Task to carry out:
Pick up the Virginia voting Q&A where it stops and continue it.

Selected extract:
= = =
My signature has changed since I registered. What if it doesn’t match my signature on file?

You don’t need to worry. Virginia does not compare signatures for voting.

Why is there so much concern about the U.S. Postal Service this year?

While the Postal Service has coordinated vote-by-mail programs with some Western states for years, an unprecedented number of voters are eligible to cast a ballot this way in November, in part because states want to limit in-person voting to avoid the spread of the coronavirus. The Postal Service warned all but four states that they have deadlines that could leave voters disenfranchised. At the same time, operational changes implemented over the past few months have slowed delivery by as much as a week in some places, fueling widespread fears that ballots could be delivered too late to count in November.

Congress intends to address the matter, and Postmaster General Louis DeJoy has said he will suspend, but not necessarily reverse, the heavily criticized cost-cutting measures. It’s not clear when the delivery slowdowns will end.

What has President Trump been saying about mail-in voting, and how are local officials responding?

President Trump has predicted, without evidence, that mail-in balloting will be laden with fraud. Local officials note that there have been very few examples of fraud connected to absentee ballots in previous elections. A recent Washington Post analysis of data collected by three vote-by-mail states with help from the nonprofit organization Electronic Registration Information Center (ERIC) found that officials identified 372 possible cases of double voting or voting on behalf of deceased people out of about 14.6 million votes cast by mail in the 2016 and 2018 general elections, or 0.0025 percent.

Can I vote in person if I requested a mail-in ballot?

Yes. Amid the worries surrounding the Postal Service, hundreds of Virginia voters have called the state elections office trying to cancel their mail-ballot requests, according to Chris Piper, the top elections official in the state. Piper said there is no formal way to do so, but voters who want to vote in person should bring their mail ballot with them to the polls, allowing officials there to void it.

How do I ensure my vote gets counted?

Make sure you are registered to vote and follow all of the state Elections Department requirements for in-person or absentee voting, including deadlines for mail-in and/or emergency voting. For in-person voting, polls open at 6 a.m. and close at 7 p.m. If you are in line by 7 p.m. polls will stay open until you can vote. Make sure to bring some proof of ID and check with your local elections office in advance to confirm where your precinct polling station is. For absentee voting, confirm that your application was processed and return your completed ballot in time.
= = =
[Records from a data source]
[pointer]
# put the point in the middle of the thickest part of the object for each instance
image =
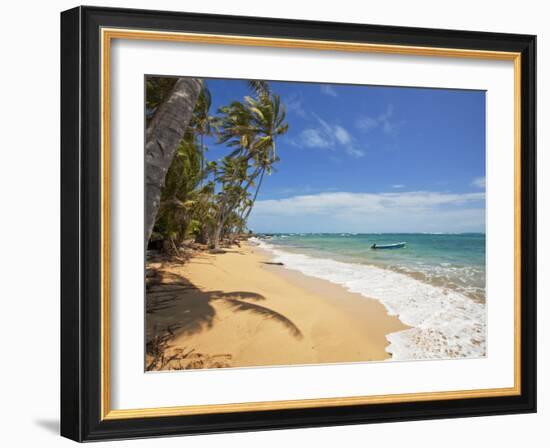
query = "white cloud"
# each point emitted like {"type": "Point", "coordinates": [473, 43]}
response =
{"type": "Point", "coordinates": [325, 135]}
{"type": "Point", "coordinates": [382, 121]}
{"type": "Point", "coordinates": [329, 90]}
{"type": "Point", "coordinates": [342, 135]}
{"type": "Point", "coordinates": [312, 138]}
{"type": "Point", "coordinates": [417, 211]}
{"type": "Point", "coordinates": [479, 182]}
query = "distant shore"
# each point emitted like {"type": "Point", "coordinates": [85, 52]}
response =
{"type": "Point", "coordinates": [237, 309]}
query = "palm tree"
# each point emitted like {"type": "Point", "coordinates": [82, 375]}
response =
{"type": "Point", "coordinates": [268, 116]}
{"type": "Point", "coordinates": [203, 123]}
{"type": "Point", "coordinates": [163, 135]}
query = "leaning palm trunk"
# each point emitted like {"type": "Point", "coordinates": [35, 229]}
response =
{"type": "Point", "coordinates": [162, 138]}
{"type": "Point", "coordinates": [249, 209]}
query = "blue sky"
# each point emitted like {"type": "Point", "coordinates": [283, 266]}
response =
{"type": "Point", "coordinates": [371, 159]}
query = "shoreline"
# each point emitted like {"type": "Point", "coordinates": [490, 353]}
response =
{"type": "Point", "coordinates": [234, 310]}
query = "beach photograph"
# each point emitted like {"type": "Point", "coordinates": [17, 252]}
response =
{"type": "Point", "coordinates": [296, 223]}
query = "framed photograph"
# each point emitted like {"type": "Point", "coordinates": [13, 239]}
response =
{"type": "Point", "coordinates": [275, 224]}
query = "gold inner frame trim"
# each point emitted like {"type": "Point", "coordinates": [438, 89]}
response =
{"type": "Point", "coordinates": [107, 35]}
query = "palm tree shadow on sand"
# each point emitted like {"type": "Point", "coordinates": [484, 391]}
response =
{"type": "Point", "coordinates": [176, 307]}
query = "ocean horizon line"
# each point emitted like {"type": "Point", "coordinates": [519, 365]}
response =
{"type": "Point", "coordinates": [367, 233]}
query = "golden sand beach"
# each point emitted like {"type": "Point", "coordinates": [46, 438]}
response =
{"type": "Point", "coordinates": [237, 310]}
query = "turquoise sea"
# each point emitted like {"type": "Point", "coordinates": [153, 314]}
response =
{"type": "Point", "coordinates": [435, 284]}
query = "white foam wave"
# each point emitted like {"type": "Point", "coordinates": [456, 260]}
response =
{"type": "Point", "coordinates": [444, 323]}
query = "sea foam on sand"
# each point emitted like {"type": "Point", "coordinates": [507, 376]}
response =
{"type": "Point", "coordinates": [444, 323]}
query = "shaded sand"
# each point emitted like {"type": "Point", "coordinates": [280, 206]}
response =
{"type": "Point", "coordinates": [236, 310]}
= = =
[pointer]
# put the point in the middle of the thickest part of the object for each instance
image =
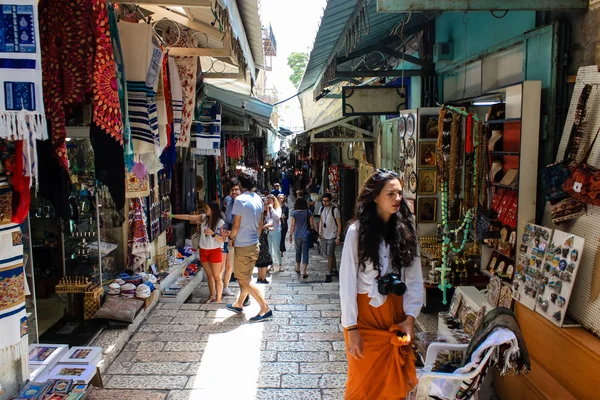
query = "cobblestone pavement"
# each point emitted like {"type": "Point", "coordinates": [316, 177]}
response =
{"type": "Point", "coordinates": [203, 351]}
= = =
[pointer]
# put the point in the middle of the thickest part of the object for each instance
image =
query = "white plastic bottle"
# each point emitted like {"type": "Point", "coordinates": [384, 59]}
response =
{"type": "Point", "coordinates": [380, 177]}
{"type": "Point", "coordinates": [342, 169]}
= = =
Output below:
When are mail-in ballots counted?

Mail-in ballots may be kept by registrars within the second sealed envelope in a secure location until Election Day. But registrars also have the option to process them early, opening the second envelope and running the ballot through a voting machine. To do that, they must notify party representatives and elections officers so they can be present to observe. There is no tally of those votes before Election Day.

How do I volunteer at a polling station?

State and local election officials are eager to sign up more polling station volunteers and election officers. You can do so through the state Elections Department or through your local elections office. You must be a registered voter in Virginia who doesn’t hold an elected office or work for an elected official. You should be available between 5 a.m. and 9 p.m. on Election Day, with the day broken into shifts.

Election officers and volunteers undergo about three hours of training before working on Election Day, where they will help set up voting equipment, check photo IDs and names, help voters understand how to use the voting machines and tabulate the votes in their precinct when polls close.

Under Virginia law, an employer cannot fire someone who was out on Election Day because they were working at a polling station, or force them to take a sick day. Election officers can be paid a modest stipend, which varies by locality.